Exercise aim
Present the listing lines from the line with "Emit the bounding box for the white" up to and including the line with "131, 63, 177, 97" as a Markdown table with the columns Row and Line. Number each line under Row, and leave out the blank lines.

Region labeling records
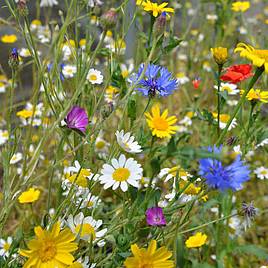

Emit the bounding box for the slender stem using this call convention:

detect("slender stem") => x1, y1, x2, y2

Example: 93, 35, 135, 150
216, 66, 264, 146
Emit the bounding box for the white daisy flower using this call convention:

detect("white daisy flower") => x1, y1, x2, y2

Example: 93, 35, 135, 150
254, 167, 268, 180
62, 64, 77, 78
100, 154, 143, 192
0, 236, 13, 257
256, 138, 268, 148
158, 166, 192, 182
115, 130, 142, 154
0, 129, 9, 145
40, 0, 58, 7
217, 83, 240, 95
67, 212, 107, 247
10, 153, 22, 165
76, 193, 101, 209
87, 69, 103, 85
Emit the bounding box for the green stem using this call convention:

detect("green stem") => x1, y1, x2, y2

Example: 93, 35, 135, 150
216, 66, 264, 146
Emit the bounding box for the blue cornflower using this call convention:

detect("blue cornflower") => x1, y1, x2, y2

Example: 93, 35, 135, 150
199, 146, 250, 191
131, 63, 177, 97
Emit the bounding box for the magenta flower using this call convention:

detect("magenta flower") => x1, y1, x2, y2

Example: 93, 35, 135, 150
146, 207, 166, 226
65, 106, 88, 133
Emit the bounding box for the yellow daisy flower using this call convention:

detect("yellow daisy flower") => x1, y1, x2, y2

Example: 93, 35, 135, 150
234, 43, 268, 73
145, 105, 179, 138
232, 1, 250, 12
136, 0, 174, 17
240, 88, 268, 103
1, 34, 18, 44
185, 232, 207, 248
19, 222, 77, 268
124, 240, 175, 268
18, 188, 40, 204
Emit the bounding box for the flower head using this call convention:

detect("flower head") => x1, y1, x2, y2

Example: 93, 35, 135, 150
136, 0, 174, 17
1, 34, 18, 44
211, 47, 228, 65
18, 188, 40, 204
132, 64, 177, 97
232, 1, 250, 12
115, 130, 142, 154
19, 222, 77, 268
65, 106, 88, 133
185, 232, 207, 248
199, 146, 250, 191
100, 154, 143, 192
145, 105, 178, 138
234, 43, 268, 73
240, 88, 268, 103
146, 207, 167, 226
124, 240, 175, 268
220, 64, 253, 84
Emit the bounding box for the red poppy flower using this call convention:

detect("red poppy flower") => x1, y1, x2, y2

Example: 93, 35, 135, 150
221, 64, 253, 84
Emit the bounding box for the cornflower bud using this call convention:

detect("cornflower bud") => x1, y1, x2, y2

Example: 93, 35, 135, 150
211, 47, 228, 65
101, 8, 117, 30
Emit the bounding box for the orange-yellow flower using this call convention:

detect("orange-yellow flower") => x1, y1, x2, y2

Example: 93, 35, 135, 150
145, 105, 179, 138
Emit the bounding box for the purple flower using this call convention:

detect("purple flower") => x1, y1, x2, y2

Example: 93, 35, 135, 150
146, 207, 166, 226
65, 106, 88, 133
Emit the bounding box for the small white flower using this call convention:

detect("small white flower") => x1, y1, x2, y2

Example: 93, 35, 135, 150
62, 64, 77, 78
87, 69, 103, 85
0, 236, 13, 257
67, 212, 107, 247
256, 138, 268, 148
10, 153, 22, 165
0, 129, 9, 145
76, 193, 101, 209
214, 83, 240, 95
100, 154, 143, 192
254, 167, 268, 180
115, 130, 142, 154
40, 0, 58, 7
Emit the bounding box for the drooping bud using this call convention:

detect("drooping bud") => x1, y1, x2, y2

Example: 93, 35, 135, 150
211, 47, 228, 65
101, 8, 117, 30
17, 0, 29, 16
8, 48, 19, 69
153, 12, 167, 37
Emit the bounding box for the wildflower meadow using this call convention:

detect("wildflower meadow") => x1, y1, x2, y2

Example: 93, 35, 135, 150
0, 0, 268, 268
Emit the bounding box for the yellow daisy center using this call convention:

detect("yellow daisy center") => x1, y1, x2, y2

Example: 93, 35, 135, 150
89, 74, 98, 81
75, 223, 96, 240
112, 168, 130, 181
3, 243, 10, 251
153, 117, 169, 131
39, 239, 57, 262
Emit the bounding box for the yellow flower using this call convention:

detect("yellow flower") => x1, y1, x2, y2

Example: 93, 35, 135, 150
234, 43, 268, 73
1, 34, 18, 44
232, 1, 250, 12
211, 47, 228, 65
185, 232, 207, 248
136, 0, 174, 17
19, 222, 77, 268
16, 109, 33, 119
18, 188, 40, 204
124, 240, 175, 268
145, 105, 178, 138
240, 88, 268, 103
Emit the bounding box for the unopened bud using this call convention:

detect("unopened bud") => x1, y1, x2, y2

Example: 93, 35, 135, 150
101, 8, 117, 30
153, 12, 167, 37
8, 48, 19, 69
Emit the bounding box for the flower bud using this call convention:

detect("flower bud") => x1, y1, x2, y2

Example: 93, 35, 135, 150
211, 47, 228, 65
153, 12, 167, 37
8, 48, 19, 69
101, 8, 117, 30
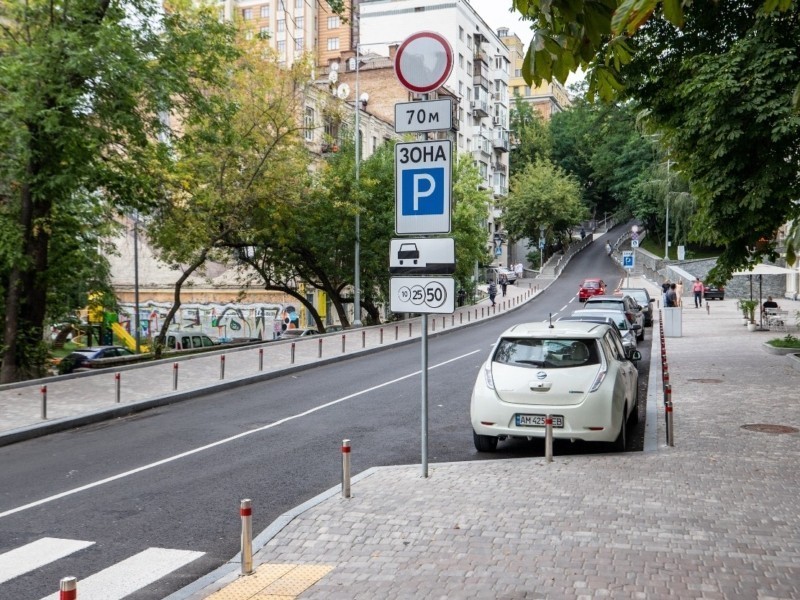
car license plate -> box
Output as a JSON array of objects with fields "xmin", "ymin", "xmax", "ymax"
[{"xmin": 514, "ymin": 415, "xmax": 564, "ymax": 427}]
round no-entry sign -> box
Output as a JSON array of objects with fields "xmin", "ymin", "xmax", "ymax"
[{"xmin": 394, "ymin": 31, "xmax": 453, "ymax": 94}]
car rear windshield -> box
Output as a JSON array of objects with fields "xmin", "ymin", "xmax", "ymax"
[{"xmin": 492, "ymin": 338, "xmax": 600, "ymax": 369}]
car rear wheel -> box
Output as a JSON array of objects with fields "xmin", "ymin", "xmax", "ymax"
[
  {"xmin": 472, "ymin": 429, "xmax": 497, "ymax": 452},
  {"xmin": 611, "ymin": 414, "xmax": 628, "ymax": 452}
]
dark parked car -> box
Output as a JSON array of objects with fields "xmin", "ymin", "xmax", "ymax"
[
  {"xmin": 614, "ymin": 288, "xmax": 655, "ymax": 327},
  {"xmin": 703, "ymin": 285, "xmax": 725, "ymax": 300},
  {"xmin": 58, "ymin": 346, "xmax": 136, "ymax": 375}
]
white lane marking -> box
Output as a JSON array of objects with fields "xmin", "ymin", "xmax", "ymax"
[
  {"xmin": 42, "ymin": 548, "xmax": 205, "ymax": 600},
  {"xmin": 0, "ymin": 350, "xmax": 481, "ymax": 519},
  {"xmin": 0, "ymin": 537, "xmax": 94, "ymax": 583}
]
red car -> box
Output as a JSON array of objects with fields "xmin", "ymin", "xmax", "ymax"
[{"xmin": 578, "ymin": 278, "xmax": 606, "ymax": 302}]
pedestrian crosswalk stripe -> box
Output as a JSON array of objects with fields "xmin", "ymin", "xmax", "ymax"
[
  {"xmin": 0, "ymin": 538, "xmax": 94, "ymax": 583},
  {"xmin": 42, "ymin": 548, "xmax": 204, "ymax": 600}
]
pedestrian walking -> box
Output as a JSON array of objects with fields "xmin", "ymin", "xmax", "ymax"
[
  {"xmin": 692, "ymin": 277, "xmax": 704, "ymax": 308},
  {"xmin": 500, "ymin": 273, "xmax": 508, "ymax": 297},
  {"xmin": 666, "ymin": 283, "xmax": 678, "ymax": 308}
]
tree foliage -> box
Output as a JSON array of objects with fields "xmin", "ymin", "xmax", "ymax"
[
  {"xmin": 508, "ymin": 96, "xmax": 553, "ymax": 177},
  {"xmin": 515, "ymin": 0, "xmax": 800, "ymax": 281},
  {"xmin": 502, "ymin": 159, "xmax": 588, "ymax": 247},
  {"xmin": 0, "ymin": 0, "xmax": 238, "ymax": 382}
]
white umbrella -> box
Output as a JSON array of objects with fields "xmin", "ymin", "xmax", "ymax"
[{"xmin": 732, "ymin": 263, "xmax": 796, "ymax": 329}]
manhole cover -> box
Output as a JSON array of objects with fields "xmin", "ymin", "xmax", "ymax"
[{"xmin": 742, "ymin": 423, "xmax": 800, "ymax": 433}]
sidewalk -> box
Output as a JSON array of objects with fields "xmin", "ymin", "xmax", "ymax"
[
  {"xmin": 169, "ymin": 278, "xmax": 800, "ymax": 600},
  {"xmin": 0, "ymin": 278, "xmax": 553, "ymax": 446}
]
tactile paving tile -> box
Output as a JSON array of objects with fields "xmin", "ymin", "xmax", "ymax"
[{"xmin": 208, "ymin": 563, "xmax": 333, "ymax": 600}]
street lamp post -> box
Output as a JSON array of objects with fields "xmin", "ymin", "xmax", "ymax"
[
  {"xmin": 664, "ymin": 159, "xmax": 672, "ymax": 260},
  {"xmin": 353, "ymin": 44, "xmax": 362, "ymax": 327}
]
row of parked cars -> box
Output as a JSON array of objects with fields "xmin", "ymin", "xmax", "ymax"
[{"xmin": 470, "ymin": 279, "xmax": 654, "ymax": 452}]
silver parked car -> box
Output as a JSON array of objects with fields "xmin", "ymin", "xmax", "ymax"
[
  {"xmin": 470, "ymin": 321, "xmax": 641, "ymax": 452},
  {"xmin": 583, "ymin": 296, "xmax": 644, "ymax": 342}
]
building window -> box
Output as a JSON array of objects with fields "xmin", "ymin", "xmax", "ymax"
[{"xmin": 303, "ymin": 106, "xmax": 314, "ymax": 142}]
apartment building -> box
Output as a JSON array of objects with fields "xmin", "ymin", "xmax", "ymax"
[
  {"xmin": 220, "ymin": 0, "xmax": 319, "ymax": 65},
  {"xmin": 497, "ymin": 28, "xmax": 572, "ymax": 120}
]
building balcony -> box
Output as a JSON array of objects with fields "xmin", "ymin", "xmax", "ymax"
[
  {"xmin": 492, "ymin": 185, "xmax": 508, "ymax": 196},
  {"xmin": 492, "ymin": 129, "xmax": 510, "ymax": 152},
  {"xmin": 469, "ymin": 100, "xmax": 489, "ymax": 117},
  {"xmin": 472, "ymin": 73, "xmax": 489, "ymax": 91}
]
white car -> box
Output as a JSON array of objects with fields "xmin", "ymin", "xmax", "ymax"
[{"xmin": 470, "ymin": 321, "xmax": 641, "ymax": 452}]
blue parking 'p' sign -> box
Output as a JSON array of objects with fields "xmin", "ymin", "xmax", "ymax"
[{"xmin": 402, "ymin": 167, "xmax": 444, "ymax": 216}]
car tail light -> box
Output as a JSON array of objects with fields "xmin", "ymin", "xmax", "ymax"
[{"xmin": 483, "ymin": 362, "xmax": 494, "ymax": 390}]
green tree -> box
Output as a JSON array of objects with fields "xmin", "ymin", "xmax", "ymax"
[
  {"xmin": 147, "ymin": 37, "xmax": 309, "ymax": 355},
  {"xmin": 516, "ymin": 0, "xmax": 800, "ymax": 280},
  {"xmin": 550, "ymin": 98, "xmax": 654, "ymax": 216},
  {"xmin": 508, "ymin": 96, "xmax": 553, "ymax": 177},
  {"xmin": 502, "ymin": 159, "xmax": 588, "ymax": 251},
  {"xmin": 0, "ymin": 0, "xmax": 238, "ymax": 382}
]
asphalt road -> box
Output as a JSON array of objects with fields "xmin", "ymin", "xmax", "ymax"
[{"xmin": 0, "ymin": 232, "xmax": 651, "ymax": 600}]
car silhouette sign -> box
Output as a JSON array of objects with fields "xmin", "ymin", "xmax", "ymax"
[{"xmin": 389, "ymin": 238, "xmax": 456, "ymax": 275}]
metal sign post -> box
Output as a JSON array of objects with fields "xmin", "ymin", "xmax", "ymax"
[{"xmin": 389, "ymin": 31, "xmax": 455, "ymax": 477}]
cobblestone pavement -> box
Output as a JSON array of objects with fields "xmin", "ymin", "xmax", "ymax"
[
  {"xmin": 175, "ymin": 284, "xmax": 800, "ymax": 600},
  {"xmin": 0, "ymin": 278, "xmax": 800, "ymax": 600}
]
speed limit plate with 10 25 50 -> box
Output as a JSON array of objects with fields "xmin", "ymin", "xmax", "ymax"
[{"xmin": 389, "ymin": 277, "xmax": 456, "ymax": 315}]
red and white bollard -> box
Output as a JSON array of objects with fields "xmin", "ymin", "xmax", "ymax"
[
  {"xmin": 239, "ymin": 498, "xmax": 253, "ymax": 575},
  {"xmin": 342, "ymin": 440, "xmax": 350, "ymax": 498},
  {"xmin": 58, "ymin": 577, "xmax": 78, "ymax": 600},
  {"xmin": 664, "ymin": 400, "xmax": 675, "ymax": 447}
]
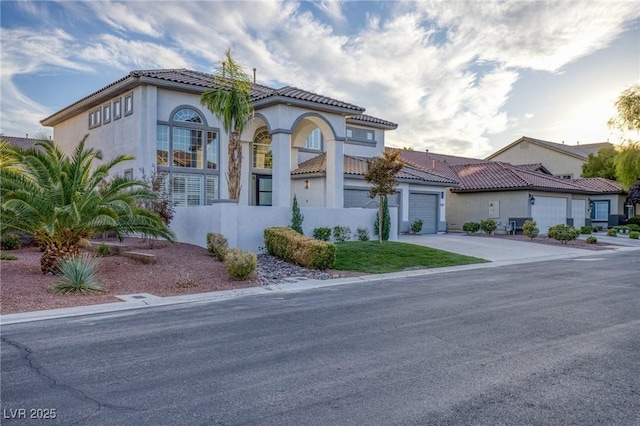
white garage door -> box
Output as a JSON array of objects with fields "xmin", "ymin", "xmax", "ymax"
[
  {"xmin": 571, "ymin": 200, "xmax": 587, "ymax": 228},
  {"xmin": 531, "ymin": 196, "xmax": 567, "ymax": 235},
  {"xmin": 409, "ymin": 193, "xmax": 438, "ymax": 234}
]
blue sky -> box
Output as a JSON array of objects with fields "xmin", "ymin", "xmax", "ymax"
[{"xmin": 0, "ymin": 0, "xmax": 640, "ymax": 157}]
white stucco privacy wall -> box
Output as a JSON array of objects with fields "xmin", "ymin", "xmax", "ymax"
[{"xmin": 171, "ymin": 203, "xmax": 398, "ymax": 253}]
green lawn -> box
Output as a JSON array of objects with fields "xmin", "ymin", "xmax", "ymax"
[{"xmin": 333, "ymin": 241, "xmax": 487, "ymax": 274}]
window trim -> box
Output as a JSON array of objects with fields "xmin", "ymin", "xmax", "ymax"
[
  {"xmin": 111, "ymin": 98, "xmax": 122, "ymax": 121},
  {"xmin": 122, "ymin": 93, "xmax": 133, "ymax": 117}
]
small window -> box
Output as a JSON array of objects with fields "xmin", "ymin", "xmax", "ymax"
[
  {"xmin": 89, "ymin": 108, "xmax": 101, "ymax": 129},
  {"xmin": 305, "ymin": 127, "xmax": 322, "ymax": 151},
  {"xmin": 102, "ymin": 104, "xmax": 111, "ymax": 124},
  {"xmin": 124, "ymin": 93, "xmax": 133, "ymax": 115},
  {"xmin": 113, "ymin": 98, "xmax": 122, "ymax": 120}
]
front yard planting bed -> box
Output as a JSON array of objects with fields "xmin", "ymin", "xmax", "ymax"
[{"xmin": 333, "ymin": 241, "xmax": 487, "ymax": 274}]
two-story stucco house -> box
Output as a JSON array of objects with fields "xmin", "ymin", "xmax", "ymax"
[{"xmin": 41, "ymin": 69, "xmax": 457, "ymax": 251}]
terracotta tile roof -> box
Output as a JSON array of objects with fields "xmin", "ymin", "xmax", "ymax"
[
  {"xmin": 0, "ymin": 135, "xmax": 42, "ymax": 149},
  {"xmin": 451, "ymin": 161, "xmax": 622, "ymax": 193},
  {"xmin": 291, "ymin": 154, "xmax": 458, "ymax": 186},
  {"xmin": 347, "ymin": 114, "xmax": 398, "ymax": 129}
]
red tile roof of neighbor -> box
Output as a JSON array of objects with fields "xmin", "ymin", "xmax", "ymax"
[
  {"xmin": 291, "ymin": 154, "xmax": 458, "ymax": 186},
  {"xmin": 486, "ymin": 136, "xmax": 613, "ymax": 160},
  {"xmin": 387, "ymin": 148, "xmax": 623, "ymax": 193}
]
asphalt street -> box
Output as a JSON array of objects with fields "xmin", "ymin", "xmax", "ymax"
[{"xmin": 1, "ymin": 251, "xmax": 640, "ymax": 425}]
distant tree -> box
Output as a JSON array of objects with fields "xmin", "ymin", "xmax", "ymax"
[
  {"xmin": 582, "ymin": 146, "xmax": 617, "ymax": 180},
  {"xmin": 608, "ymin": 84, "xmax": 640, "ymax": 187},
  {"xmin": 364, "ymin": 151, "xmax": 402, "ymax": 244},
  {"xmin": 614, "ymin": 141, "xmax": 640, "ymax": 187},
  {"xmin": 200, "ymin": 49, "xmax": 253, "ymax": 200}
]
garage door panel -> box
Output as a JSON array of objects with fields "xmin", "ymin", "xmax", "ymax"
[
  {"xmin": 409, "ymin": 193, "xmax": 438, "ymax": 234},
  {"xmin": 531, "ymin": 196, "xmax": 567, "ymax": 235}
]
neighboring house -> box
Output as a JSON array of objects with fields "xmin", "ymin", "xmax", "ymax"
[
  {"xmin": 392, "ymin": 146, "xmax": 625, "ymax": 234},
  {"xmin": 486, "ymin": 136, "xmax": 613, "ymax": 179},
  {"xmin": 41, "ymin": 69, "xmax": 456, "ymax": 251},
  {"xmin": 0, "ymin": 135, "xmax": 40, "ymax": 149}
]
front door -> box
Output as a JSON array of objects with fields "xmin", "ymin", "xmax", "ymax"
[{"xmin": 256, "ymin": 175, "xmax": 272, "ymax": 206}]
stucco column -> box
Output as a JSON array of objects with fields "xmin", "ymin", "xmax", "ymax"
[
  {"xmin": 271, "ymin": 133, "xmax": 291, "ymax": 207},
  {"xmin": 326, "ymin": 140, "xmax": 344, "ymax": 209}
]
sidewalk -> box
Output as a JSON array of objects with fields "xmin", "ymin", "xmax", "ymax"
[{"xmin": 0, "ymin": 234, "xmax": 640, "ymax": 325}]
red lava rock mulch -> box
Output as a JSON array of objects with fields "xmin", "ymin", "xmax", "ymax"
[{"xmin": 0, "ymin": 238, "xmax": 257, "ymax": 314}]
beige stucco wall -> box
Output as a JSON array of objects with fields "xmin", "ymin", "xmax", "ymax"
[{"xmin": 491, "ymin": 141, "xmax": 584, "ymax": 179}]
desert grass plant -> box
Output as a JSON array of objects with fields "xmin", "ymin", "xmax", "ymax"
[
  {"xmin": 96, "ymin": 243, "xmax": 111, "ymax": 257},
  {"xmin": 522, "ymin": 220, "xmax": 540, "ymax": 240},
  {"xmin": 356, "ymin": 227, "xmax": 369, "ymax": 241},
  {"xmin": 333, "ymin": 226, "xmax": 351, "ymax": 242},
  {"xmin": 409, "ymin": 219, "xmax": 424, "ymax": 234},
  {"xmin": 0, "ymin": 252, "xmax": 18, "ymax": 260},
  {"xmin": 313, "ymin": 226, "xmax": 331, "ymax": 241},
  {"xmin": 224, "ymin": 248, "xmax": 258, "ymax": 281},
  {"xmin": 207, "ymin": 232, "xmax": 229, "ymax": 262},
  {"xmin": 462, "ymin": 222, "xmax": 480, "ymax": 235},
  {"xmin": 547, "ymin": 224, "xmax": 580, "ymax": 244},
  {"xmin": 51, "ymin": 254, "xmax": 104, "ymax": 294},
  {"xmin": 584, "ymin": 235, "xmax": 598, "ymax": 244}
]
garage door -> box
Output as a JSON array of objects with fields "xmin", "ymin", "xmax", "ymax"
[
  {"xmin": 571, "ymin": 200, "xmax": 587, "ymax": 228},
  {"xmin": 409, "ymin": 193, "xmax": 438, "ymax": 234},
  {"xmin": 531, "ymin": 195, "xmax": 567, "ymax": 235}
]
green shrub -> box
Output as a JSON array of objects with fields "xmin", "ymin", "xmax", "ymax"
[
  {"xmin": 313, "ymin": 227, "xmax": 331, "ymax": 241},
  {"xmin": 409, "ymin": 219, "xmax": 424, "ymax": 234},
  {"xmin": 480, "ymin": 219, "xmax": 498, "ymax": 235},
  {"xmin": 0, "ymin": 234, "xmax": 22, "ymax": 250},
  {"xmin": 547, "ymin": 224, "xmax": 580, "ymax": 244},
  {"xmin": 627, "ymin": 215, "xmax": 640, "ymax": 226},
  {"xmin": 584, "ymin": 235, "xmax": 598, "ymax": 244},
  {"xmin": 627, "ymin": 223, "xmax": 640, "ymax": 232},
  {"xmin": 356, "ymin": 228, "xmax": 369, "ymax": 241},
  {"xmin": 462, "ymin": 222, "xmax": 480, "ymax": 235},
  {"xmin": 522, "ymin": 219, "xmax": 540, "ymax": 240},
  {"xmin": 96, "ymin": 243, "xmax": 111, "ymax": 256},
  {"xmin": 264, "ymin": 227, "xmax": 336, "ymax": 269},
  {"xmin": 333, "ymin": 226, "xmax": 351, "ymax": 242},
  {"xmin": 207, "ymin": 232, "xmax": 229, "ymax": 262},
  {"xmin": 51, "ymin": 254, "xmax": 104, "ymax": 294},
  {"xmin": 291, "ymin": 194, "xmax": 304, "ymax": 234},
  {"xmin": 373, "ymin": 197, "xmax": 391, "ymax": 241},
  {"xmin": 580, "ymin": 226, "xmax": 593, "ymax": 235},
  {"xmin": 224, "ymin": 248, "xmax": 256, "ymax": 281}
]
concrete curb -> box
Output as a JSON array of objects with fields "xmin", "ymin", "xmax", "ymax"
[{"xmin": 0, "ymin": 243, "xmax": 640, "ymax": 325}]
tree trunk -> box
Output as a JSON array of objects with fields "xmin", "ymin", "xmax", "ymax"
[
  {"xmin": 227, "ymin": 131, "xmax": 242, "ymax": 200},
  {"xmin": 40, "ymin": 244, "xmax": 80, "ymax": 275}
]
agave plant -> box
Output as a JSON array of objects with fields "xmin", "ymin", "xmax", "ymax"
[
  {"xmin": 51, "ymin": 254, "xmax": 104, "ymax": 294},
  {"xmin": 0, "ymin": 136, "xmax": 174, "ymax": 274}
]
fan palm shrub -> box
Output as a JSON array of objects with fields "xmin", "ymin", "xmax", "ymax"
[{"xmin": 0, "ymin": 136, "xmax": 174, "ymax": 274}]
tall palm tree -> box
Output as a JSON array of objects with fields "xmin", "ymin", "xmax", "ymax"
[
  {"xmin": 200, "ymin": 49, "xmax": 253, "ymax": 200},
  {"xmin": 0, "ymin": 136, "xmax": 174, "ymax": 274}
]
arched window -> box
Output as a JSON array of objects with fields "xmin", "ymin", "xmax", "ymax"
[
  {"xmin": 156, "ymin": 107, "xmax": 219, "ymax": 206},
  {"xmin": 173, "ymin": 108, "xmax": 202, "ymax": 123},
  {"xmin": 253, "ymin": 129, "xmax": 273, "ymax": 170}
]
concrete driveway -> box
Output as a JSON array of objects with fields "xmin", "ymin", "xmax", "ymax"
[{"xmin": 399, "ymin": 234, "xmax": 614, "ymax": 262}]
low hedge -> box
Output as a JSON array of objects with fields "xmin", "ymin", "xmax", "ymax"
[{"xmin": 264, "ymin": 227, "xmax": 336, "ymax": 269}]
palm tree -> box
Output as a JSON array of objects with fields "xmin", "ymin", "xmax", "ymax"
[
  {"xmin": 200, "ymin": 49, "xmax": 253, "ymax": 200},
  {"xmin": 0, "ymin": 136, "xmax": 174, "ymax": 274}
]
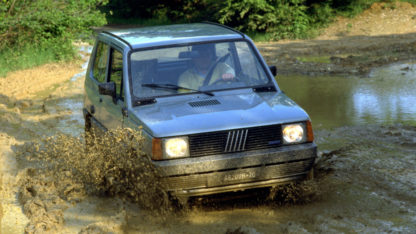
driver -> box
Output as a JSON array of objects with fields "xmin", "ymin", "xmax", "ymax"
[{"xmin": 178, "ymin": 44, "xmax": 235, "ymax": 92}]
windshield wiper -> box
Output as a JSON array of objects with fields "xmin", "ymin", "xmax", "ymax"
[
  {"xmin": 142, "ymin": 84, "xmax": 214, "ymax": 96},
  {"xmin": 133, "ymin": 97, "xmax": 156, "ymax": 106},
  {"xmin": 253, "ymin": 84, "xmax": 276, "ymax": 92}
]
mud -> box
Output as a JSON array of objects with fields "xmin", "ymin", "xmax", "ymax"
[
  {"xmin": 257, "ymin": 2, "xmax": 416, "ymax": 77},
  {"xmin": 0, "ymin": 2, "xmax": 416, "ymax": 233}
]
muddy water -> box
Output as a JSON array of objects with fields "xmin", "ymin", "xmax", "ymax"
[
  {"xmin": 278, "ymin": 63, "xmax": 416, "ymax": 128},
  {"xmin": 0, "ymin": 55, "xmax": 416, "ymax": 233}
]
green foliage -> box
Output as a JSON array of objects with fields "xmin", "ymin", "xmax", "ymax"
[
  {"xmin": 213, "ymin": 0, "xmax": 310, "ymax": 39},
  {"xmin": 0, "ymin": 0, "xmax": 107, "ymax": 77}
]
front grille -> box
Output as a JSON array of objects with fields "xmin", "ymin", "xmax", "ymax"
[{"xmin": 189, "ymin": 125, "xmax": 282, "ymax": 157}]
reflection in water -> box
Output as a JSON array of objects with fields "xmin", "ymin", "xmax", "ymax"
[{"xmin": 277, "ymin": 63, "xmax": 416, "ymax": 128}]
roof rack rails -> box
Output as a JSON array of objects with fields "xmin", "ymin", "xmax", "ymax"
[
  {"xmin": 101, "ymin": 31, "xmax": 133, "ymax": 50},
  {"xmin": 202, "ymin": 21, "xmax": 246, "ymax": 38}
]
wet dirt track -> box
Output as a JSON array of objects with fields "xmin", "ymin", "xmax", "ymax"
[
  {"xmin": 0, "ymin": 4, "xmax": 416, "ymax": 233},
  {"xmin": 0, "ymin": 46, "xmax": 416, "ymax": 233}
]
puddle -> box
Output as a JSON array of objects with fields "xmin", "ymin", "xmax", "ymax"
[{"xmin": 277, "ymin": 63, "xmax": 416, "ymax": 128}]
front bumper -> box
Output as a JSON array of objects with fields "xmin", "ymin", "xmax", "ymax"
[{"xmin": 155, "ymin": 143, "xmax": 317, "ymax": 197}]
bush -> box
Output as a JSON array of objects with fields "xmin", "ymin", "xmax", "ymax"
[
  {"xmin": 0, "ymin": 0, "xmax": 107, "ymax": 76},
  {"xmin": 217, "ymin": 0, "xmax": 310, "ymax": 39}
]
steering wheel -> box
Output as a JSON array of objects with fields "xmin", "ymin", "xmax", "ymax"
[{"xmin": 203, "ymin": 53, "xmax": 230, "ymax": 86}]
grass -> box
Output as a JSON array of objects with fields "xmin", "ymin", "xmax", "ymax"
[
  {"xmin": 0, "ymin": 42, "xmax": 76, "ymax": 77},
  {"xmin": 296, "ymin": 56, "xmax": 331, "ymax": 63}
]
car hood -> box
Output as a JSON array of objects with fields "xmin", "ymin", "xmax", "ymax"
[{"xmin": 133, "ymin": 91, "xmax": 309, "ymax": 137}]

Complete output
| Row | Line |
|---|---|
| 1 | Emit the bounding box for the white daisy flower using this call convention: |
| 2 | detect("white daisy flower") => x1, y1, x2, y2 |
| 3 | Example: 93, 35, 135, 150 |
| 4 | 254, 167, 268, 180 |
| 5 | 62, 64, 77, 78 |
| 6 | 100, 154, 143, 192 |
| 7 | 0, 236, 13, 257 |
| 8 | 256, 138, 268, 148 |
| 9 | 158, 166, 192, 182 |
| 10 | 115, 130, 142, 154 |
| 11 | 0, 129, 9, 145 |
| 12 | 40, 0, 58, 7 |
| 13 | 217, 83, 240, 95 |
| 14 | 67, 212, 107, 247 |
| 15 | 10, 153, 22, 165 |
| 16 | 76, 193, 101, 209 |
| 17 | 87, 69, 103, 85 |
| 18 | Emit the bounding box for the green stem using this call convention: |
| 19 | detect("green stem") => x1, y1, x2, y2 |
| 20 | Example: 93, 35, 135, 150 |
| 21 | 216, 66, 264, 146 |
| 22 | Emit the bounding box for the blue cornflower using this call convention: |
| 23 | detect("blue cornflower") => x1, y1, x2, y2 |
| 24 | Example: 93, 35, 135, 150 |
| 25 | 199, 146, 250, 191 |
| 26 | 131, 63, 177, 97 |